__TASK DATA__:
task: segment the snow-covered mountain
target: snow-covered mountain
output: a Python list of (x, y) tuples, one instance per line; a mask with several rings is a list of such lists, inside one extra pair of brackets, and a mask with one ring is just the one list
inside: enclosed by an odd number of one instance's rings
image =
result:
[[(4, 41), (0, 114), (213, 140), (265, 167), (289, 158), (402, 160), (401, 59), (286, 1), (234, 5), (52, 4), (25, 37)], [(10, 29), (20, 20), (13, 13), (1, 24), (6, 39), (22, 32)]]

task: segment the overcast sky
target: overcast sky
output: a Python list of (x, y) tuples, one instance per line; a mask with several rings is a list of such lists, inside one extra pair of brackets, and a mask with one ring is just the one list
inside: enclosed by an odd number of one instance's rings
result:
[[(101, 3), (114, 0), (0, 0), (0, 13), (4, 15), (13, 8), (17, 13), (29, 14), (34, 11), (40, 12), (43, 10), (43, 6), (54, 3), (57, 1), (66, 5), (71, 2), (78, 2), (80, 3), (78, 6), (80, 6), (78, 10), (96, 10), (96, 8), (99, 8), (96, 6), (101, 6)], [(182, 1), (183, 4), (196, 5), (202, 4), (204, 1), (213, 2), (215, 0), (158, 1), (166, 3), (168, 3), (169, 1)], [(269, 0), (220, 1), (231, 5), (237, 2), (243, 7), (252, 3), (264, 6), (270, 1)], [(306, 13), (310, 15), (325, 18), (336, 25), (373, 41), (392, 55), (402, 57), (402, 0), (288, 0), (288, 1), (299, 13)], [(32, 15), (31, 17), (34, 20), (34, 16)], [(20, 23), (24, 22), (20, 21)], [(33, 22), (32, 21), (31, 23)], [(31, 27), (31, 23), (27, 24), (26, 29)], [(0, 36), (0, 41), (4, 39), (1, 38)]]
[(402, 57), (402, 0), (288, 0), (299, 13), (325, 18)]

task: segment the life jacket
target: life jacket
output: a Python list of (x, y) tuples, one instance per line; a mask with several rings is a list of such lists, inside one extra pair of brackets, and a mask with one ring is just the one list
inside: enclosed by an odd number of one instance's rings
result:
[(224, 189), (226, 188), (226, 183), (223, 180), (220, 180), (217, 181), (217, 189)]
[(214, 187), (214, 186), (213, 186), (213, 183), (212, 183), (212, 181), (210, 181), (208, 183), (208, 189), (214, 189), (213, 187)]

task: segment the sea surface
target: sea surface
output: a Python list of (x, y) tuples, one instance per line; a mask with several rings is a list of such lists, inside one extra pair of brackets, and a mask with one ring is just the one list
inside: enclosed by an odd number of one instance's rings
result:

__SET PROBLEM__: Copy all of the entries above verbatim, reproducing every line without alteration.

__RESULT FOR THIS EXERCISE__:
task: segment the snow-covered mountain
target: snow-covered mountain
output: a Python list of (x, y) tuples, one instance per line; a mask with several rings is a list of such lists, inside one extra pair of brackets, and a mask with one ring is just the one list
inside: enclosed by an odd number of one instance's rings
image =
result:
[[(4, 41), (0, 114), (213, 140), (265, 167), (289, 158), (402, 160), (401, 59), (286, 1), (234, 5), (52, 4), (25, 37)], [(10, 29), (20, 20), (13, 13), (1, 24), (6, 39), (22, 32)]]

task: segment the overcast sky
target: overcast sky
output: a Python list of (x, y) tuples, one instance per line; a mask with several rings is a list of such lists, inside one extra pair of brackets, and a mask with one ring is just the one list
inside: enclosed by an odd number of one instance's rings
result:
[[(101, 3), (114, 0), (0, 0), (0, 13), (4, 15), (13, 8), (17, 13), (29, 14), (34, 11), (40, 12), (43, 10), (43, 6), (54, 3), (57, 1), (66, 5), (71, 2), (78, 2), (80, 3), (78, 6), (80, 6), (78, 10), (96, 10), (96, 8), (99, 8), (96, 6), (101, 6)], [(182, 1), (183, 4), (196, 5), (202, 4), (204, 1), (213, 2), (215, 0), (158, 1), (166, 3), (168, 3), (169, 1)], [(269, 0), (220, 1), (231, 5), (237, 2), (243, 7), (252, 3), (264, 6), (270, 1)], [(306, 13), (310, 15), (325, 18), (336, 25), (373, 41), (392, 55), (402, 57), (402, 0), (288, 0), (288, 1), (299, 13)], [(32, 15), (31, 17), (34, 20), (34, 16)], [(20, 23), (24, 22), (20, 21)], [(33, 22), (32, 21), (31, 23)], [(31, 27), (31, 23), (27, 24), (26, 29)], [(0, 36), (0, 41), (4, 39), (1, 38)]]
[(402, 57), (402, 0), (288, 0), (299, 13), (325, 18)]

task: segment the life jacket
target: life jacket
output: a Python list of (x, y) tuples, one instance per line; a mask with several rings is a list of such lists, inside one extra pair of brackets, and a mask with one ring is just the one list
inside: enclosed by an odd number of one instance's rings
result:
[(224, 189), (226, 188), (226, 183), (223, 180), (220, 180), (217, 181), (217, 189)]
[(214, 187), (214, 186), (213, 186), (213, 183), (212, 183), (212, 181), (210, 181), (208, 183), (208, 189), (214, 189), (213, 187)]

task: segment the sea surface
target: sea surface
output: a Python list of (x, y) tuples, one instance per line; a mask with several rings is a list of such lists, inside one extra pair of brackets, and a mask with one ring is just the one list
inside: enclosed by an odd number of one instance's rings
result:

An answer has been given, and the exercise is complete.